Boris Johnson will lead today's daily press conference - here's how to watch
The press conference will come a day after Mr Johnson and his fiancee Carrie Symonds announced the birth of a baby boy.
Number 10 have said that the Prime Minister will provide an update on the "fight against this disease and the steps we are taking to defeat it".
The daily briefings were introduced in response to calls for improved communication from the government on their plan to tackle the spread of Covid-19, and give the nation the latest updates on the pandemic.
When do the daily press briefings take place?
In general the press briefings take place between 4pm and 6pm, with the majority of previous meetings tending to start just after 5pm on weekdays and at 2.30pm on weekends.
A number 10 spokesperson said that they would like to “see [the briefings held at] a consistent time.”
Who will be holding today's press conference?
There is no confirmation yet on who will be joining the Prime Minister at the daily press briefing.
Chief medical officer Professor Chris Whitty and chief scientific adviser Sir Patrick Vallance have both featured regularly alongside the Prime Minister and cabinet ministers who have stood in for Mr Johnson in recent weeks.
A number of cabinet ministers have stood in for Mr Johnson, including Michael Gove, Rishi Sunak, Matt Hancock, Dominic Raab and Robert Jenrick.
Chief scientific adviser Sir Patrick Vallance, Deputy Chief Medical Officer Dr Jenny Harries and Head of NHS England Simon Stevens have also been regular features.
Where can I watch the press briefings?
The daily press briefings will be available to watch live on BBC News.

■ ■ ■ ■ ■ ■ ■

From the article about the daily press briefings, copy word for word the passage that starts at "In general the" and ends after "and Robert Jenrick.".

(Data listing)
■ ■ ■ ■ ■ ■ ■

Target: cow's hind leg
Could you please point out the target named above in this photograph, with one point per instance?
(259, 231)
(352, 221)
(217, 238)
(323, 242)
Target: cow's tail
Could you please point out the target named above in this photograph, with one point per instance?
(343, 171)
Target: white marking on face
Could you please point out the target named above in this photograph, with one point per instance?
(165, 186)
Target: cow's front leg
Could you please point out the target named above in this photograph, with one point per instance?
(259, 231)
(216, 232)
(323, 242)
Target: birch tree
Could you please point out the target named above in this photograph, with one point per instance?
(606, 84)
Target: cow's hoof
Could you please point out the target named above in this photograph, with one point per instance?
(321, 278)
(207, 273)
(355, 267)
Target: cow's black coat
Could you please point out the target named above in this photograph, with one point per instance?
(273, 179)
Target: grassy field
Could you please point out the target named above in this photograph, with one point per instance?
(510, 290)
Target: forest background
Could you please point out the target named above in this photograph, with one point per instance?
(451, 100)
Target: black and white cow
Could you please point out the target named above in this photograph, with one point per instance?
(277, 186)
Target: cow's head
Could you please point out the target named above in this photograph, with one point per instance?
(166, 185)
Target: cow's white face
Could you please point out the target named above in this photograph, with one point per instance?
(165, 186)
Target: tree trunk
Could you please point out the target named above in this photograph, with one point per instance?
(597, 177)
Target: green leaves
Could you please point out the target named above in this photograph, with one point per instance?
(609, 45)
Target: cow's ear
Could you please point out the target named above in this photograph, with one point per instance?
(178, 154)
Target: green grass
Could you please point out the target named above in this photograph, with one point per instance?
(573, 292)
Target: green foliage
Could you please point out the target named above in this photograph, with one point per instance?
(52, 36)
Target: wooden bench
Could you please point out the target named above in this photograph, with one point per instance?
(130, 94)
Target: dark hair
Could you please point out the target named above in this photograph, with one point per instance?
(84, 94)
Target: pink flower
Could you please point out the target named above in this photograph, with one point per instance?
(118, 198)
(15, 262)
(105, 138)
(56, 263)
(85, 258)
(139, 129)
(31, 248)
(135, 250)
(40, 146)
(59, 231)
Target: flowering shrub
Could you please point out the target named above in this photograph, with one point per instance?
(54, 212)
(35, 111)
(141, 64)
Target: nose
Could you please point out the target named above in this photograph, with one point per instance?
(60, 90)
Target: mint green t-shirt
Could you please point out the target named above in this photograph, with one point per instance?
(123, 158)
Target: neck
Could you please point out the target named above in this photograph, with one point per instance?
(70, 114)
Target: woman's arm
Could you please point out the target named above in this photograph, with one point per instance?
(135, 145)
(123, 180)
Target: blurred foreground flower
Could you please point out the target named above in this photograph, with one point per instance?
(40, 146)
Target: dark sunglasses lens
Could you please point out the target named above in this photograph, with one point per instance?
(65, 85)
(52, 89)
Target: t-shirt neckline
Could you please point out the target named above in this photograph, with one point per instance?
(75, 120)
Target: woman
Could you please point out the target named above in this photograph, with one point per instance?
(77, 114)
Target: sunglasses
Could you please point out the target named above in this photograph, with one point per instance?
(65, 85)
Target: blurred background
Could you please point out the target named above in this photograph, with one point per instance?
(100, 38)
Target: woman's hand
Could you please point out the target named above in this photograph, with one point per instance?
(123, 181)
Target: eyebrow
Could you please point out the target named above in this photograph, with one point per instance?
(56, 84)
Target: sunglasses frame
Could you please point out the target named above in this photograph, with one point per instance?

■ ■ ■ ■ ■ ■ ■

(Solved problem)
In general the press briefings take place between 4pm and 6pm, with the majority of previous meetings tending to start just after 5pm on weekdays and at 2.30pm on weekends.
A number 10 spokesperson said that they would like to “see [the briefings held at] a consistent time.”
Who will be holding today's press conference?
There is no confirmation yet on who will be joining the Prime Minister at the daily press briefing.
Chief medical officer Professor Chris Whitty and chief scientific adviser Sir Patrick Vallance have both featured regularly alongside the Prime Minister and cabinet ministers who have stood in for Mr Johnson in recent weeks.
A number of cabinet ministers have stood in for Mr Johnson, including Michael Gove, Rishi Sunak, Matt Hancock, Dominic Raab and Robert Jenrick.